- _Prompt_: From the records below, output exactly the lines running from the line containing "positive clicks: (149, 156)" through the line containing "positive clicks: (149, 143)", and no others.

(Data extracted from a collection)
-- Opening Marker --

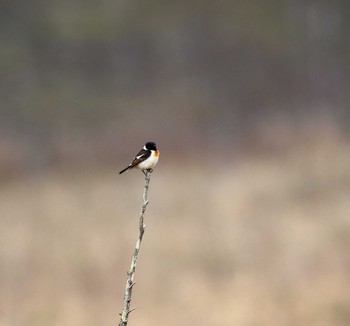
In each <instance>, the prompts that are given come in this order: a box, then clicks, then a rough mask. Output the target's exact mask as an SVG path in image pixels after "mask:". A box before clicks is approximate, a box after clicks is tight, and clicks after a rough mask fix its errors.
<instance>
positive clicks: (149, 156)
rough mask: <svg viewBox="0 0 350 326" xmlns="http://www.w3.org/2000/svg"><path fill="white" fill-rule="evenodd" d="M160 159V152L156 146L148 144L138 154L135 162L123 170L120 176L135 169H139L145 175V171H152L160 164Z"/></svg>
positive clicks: (149, 143)
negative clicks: (159, 154)
mask: <svg viewBox="0 0 350 326" xmlns="http://www.w3.org/2000/svg"><path fill="white" fill-rule="evenodd" d="M158 159H159V151H158V149H157V146H156V144H155V143H153V142H147V143H146V144H145V146H143V148H142V149H141V150H140V151H139V152H138V154H137V155H136V157H135V158H134V160H133V161H132V162H131V163H130V164H129V165H128V166H127V167H126V168H125V169H123V170H121V171H120V172H119V174H122V173H123V172H125V171H128V170H130V169H133V168H138V169H140V170H142V172H143V173H144V174H145V170H150V171H152V169H153V168H154V167H155V166H156V164H157V163H158Z"/></svg>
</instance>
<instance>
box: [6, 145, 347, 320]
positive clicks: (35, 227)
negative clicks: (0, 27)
mask: <svg viewBox="0 0 350 326" xmlns="http://www.w3.org/2000/svg"><path fill="white" fill-rule="evenodd" d="M349 148H350V147H349V144H346V143H345V142H332V141H330V142H326V143H325V144H319V143H318V144H316V145H315V146H313V145H310V146H306V145H305V146H300V148H297V149H294V150H290V151H288V152H287V153H284V154H279V155H271V156H270V157H268V156H267V155H260V156H259V155H255V156H253V155H251V156H249V157H248V156H241V157H239V158H238V157H237V158H235V159H234V160H232V163H229V164H224V163H221V164H219V165H218V164H217V163H216V164H215V165H214V164H211V163H208V165H205V166H203V165H202V166H201V167H200V168H199V167H195V166H194V164H193V163H189V162H178V163H179V164H178V165H177V166H170V165H169V164H168V161H169V160H166V159H164V160H163V161H162V162H160V164H159V166H158V167H157V169H156V171H155V173H154V174H153V175H152V180H151V185H150V191H149V199H150V204H149V206H148V208H147V212H146V221H145V222H146V232H145V236H144V242H143V244H142V249H141V253H140V260H139V264H138V268H137V271H136V285H135V288H134V292H133V301H132V306H133V307H134V306H135V307H137V309H136V310H135V311H134V312H132V314H131V316H130V319H129V325H130V326H132V325H143V326H151V325H152V326H153V325H167V326H173V325H174V326H175V325H201V326H215V325H220V326H233V325H238V326H255V325H256V326H258V325H269V326H281V325H290V326H294V325H298V326H303V325H304V326H310V325H320V326H324V325H329V326H335V325H350V149H349ZM117 170H118V169H117V168H116V169H115V170H104V171H101V170H94V171H92V170H91V169H90V170H89V171H84V170H83V169H82V170H80V171H72V170H71V171H65V172H59V171H56V172H45V173H43V174H36V175H31V176H22V177H19V178H17V179H12V180H3V181H2V183H1V184H0V203H1V208H0V209H1V228H0V267H1V269H0V276H1V278H0V325H1V326H41V325H43V326H47V325H50V326H54V325H59V326H62V325H68V326H70V325H72V326H94V325H96V326H101V325H117V324H118V320H119V318H118V313H119V312H120V311H121V309H122V302H123V291H124V286H125V279H126V271H127V269H128V268H129V265H130V259H131V255H132V251H133V248H134V245H135V240H136V237H137V231H138V229H137V228H138V224H137V223H138V216H139V210H140V204H141V199H142V191H143V182H144V181H143V175H142V174H141V172H138V171H136V172H132V173H131V172H130V173H128V174H125V175H122V176H119V175H117V173H116V172H117Z"/></svg>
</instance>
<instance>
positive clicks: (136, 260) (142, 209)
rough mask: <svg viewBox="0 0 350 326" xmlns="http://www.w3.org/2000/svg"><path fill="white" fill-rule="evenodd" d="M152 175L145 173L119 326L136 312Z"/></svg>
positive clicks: (120, 315) (149, 171) (150, 173)
mask: <svg viewBox="0 0 350 326" xmlns="http://www.w3.org/2000/svg"><path fill="white" fill-rule="evenodd" d="M151 173H152V170H147V171H146V173H145V187H144V190H143V203H142V207H141V214H140V220H139V236H138V239H137V241H136V245H135V250H134V254H133V257H132V260H131V266H130V269H129V271H128V273H127V279H126V286H125V291H124V306H123V311H122V312H121V313H120V314H119V315H120V321H119V326H126V325H127V324H128V318H129V314H130V313H131V312H132V311H133V310H135V308H132V309H131V308H130V304H131V295H132V289H133V286H134V285H135V282H134V276H135V271H136V264H137V260H138V258H139V252H140V248H141V242H142V238H143V234H144V232H145V224H144V223H143V221H144V214H145V211H146V207H147V204H148V199H147V196H148V188H149V182H150V180H151Z"/></svg>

-- Closing Marker --

- _Exercise solution_:
positive clicks: (149, 156)
rough mask: <svg viewBox="0 0 350 326" xmlns="http://www.w3.org/2000/svg"><path fill="white" fill-rule="evenodd" d="M160 159V152L156 146L148 144L138 154L135 162L123 170L120 176L135 169H139L145 175V171H152L160 164Z"/></svg>
positive clicks: (149, 143)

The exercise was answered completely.